(Saved entries)
#####
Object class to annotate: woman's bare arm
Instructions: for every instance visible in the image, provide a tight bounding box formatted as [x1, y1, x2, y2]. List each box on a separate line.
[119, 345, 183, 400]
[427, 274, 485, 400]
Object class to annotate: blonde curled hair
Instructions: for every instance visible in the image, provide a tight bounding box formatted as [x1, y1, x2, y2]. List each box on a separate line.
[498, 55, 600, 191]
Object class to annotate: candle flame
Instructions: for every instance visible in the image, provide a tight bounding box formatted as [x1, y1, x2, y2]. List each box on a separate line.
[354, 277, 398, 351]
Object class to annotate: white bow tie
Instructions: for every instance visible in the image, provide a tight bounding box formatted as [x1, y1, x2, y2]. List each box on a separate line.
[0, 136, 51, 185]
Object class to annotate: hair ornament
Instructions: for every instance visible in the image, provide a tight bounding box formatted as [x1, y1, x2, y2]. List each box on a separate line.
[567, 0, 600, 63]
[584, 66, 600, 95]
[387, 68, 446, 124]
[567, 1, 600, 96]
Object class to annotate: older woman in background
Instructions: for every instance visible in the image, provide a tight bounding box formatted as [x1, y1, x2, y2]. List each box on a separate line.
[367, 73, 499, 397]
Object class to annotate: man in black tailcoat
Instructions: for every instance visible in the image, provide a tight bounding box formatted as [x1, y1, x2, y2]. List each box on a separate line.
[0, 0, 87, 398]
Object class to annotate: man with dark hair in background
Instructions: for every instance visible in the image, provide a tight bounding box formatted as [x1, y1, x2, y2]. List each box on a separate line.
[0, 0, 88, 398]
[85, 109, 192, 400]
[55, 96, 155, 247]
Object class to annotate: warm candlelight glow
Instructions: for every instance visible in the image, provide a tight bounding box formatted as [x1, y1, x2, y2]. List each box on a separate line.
#####
Assignment - Reply with one number only: the count of lines in the entries that contain "hair".

Response - 3